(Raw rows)
********************

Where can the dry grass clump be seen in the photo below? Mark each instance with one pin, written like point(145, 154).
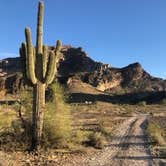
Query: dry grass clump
point(155, 133)
point(57, 120)
point(96, 139)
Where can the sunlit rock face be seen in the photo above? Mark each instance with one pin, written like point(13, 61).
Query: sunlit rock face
point(77, 65)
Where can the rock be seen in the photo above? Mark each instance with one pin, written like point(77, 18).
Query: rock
point(76, 66)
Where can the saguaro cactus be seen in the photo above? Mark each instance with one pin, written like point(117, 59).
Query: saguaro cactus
point(40, 69)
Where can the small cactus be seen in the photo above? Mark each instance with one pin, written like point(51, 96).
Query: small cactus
point(40, 69)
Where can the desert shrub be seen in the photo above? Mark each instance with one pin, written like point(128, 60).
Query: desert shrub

********************

* GOAL OF THE EXERCISE *
Copy everything from the line containing "Where can the small" down to the last of the rows, word for word.

* WRITTEN ANSWER *
Where can the small cactus be seen in the photo above? Mark each instance with one pin, written like point(51, 96).
Query: small cactus
point(40, 69)
Where can the desert shrub be seen in the photo above? Mark each instance with one pin, written like point(128, 60).
Query: desert shrub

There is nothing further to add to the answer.